--- Exercise data ---
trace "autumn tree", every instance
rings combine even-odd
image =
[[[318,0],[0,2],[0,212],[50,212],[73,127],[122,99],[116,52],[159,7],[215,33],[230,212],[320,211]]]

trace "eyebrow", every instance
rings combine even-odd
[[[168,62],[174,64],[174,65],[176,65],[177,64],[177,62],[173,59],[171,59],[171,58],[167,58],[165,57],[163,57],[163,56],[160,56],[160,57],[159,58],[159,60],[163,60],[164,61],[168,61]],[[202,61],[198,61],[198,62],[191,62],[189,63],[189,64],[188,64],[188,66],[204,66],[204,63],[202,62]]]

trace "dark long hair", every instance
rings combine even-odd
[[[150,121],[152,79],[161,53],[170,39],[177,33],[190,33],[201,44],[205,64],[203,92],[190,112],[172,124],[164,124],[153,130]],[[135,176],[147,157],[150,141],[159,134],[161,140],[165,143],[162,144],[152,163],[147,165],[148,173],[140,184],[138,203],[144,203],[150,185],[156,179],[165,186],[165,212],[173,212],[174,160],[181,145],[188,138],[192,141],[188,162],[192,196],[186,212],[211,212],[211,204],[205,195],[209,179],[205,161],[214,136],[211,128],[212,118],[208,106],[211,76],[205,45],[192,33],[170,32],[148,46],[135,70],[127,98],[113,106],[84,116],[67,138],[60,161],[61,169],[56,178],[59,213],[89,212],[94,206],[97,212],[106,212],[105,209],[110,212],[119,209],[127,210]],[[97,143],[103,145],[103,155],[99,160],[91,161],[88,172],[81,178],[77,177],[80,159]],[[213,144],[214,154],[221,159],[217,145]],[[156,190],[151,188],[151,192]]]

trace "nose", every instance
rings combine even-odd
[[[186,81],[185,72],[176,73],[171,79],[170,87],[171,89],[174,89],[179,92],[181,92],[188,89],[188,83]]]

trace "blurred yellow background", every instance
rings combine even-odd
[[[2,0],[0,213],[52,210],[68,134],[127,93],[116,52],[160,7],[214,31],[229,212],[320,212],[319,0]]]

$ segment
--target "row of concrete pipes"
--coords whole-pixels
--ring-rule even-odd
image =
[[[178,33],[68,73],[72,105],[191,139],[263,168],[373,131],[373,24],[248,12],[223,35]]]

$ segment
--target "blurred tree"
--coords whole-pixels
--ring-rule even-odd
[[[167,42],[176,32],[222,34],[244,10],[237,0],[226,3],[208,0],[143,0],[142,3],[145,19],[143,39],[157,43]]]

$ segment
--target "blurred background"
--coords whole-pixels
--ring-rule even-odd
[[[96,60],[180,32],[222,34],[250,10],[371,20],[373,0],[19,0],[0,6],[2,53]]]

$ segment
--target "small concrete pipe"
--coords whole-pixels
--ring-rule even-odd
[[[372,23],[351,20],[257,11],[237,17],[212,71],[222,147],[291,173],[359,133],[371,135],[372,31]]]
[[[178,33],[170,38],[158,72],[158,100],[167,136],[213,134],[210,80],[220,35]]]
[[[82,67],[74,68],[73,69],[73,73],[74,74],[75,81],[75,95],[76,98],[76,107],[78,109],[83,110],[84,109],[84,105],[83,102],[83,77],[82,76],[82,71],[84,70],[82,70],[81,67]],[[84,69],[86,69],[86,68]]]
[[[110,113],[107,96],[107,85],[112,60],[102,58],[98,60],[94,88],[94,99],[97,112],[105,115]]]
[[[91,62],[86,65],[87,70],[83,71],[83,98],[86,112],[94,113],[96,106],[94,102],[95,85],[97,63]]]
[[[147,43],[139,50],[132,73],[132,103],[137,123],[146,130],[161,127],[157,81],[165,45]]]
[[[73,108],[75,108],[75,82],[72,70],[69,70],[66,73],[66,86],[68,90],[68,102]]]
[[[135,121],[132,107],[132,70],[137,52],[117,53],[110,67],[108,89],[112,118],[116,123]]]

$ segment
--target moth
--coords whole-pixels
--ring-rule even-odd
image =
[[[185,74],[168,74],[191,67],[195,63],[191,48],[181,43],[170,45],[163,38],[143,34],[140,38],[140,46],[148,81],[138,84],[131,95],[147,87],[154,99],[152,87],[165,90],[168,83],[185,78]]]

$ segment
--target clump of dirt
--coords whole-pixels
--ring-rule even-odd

--- Goal ---
Gather every line from the items above that contains the word "trace", treating uppercase and lowercase as different.

--- Answer for this exercise ---
trace "autumn tree", every instance
trace "eyebrow", every instance
trace "dark long hair", every instance
trace "nose", every instance
trace "blurred yellow background", every instance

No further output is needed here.